▸ DATA LINES:
= = = = = = =

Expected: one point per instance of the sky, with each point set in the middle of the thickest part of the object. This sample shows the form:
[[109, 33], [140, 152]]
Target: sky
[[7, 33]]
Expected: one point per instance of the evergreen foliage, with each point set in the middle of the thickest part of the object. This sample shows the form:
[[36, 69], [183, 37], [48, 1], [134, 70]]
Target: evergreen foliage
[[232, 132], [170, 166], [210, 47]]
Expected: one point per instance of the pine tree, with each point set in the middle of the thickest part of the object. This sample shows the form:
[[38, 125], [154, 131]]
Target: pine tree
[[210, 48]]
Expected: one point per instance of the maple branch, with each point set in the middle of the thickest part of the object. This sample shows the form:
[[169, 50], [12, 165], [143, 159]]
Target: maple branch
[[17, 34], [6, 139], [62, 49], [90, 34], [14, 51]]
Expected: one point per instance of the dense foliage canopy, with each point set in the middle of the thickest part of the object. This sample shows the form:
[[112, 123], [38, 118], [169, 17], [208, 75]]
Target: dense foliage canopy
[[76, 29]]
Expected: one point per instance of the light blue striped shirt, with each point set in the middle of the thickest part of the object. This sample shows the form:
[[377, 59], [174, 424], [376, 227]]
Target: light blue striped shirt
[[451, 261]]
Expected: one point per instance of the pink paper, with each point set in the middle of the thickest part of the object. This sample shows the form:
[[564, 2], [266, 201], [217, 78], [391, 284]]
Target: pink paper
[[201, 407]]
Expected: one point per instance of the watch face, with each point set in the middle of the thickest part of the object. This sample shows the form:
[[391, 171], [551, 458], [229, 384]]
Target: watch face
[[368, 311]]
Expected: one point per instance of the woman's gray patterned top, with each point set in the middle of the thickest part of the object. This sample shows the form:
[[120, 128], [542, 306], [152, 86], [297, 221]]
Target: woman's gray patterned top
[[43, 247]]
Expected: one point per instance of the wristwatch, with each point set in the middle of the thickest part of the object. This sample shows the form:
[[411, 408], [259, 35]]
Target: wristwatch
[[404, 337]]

= = = = = = =

▸ WRITTEN EXERCISE:
Please edit the rows from the line containing "Expected: one point per instance of the woman's" through the last row, replacing "patterned" with "printed" and leaving everything else unchanged. Give only those rows.

▸ ANSWER TO THE TASK:
Expected: one point per instance of the woman's gray printed top, with each point set in the middle of the thickest part of the object. This sample shows the form:
[[120, 128], [542, 306], [152, 86], [297, 221]]
Target: woman's gray printed top
[[43, 247]]
Expected: one point per instance of the wristwatch, with each point set in the middle of the thickest part of the object. This sample shows the form:
[[411, 408], [259, 35]]
Target: wristwatch
[[404, 337]]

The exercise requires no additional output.